SUPPLIED TEXT -
Species variety in an unbalanced market. The tagging of legume-based ingredients from the dataset led to the identification of 32 different species including soy(presented in Table S1). This variety is a rather unexpected observation, and at first glance could be considered as an encouraging result in terms of biodiversity. Yet the Figure 1 shows a highly asymmetrical distribution of identified species. Products for which only soy was identified within the ingredient lists, account for 72% of all products. Conversely, products for which only one or more NSL ingredients were identified, represent 19% of all products. The 9% of other products concern those containing both soy and NSL-based ingredients. There are nearly 4 times more product launches containing soy-based ingredients than products containing NSL-based ingredients.
The analysis of the frequencies of the tagged species (see Table S1 in appendices ) according to their position, confirms this highly unbalanced market in favor of few species - primarily soy, and pea among pulses. More precisely, a quartet of species, Pisum sativum L., Phaseolus vulgaris L., Cicer arietinum L. and Lens culinaris Medik L.., account for almost 80% of NSL ingredients, while around twenty NSL-species have a frequency of appearance inferior to 1% among products containing NSL-species. However, NSL ingredient products are more frequently associated with a mention of the NSL species in the product description (on the packaging) compared with soy, for which this frequency is only 4%. For instance, 70% of products containing Lens culinaris Medik. present a mention of the Lens species within the product description.
This unbalanced situation between soy and NSL-based ingredients could be linked to economic factors, such as the availability of each species for agri-food companies. According to the FAO[1], soy remains the most cultivated legume in the world, with an annual production of more than 300 million tons over the last decade. This is 3 times higher than the total production of the most frequent NSL species mentioned above. These observations first confirm the existence of a strong “technological lock-in” around one legume species - soya - which is used for food worldwide, the dominance of this species could be analyzed as a structural trend in agri-food markets29,32.
This dominance of soy is observed across all market segments (Figure 2), with the exception of segments “Spreads” and “Fruits & Vegetables”, where the balance between products containing soy-based ingredients and products containing NSL-based ingredients is almost negligible or even inversed respectively. However, growth rates for products containing soy-based and NSL-based ingredients lead us to several observations. While soy dominates in terms of volume, the cumulative growth rate of products containing NSL-based ingredients is much higher than those containing soy, whatever the market segment considered (see also Table S1). Some products containing NSL-based ingredients experienced a very high cumulative growth rate, particularly in the “Dairy” segment - almost 12 times higher than that of soy-based products. The “Desserts” segment was almost 9 times higher, and the “Breakfast” segment - 7 times higher. More generally, these observations point to a growing interest of agri-food companies for NSL-based products30. Such growing interest, if confirmed over time, could play in favor of greater biodiversity of legume species used in the food supply.

TO-DO LIST -
1. Say whether each statement agrees with the passage on legume ingredients in food products, answering yes or no and quoting the deciding words: (a) Products whose ingredient lists contain only soy account for 72% of all products. (b) Soy is mentioned in the product description more often than NSL species are. (c) Soy dominates the “Spreads” segment.
2. Resume the passage on legume ingredients in food products, starting after its final sentence.
The data bears no relation to the passage on legume ingredients in food products.

GIVEN INFORMATION -
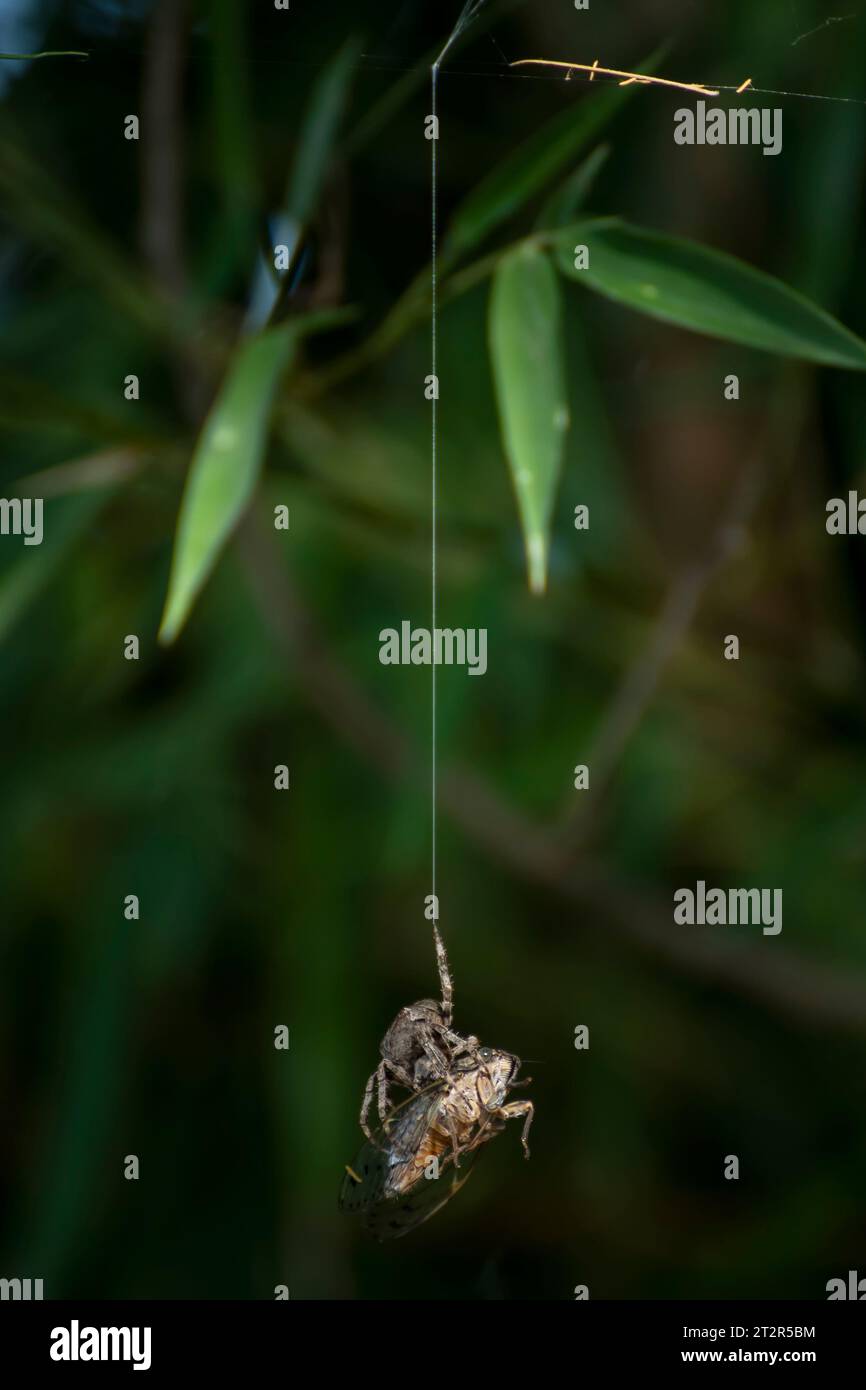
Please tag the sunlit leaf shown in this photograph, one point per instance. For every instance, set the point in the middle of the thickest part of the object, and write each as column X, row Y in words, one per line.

RESPONSES BY TASK -
1.
(a) Yes: "Products for which only soy was identified within the ingredient lists, account for 72% of all products."
(b) No: "NSL ingredient products are more frequently associated with a mention of the NSL species in the product description (on the packaging) compared with soy, for which this frequency is only 4%."
(c) No: "with the exception of segments “Spreads” and “Fruits & Vegetables”, where the balance between products containing soy-based ingredients and products containing NSL-based ingredients is almost negligible or even inversed respectively."

2.
Figure 2 - Shares of products containing soy-based ingredients or NSL-based ingredients in each market segment (%). The percentage sum may exceed 100% because some products have both soy and NSL-based ingredients. The color intensity reflects the cumulative-growth of product launches in the market segment for soy and NSL over the decade. The market segment categories are those established in Mintel-GNPD and detailed in another work32.
[Here comes Table 1]
Europe presents the less unbalanced market between soy and NSL ingredients. Differences between products containing soy-based ingredients and those containing NSL-based ingredients are also more significant when we observe the share of these two categories in each main geographical area of our corpus (Figure 3).
Figure 3 - Soy and NSL-based products in main geographic areas covered by the corpus.
Soy is dominant in every geographical area. Let us now consider three groups of geographic areas. A first one encompasses areas for which the share of products containing soy-based ingredients and NSL-based ingredients are almost balanced: this is the case for Europe and Southern Asia, where around 40% of product launches contain NSL-based ingredients. A second one gathers areas where the share of products containing soy-based ingredients is extremely dominant (around 80%): this group concerns mainly Asian markets (excepting the Southern Asian market) and the North and South American markets. A third group includes areas where the share of products containing soy-based ingredients is less dominant than in the second group, but still concerns the majority (over 60% and under 77 %). This last group concerns smaller markets compared to the other areas, for which MINTEL-GNPD does not have full coverage, as it is the case for Africa.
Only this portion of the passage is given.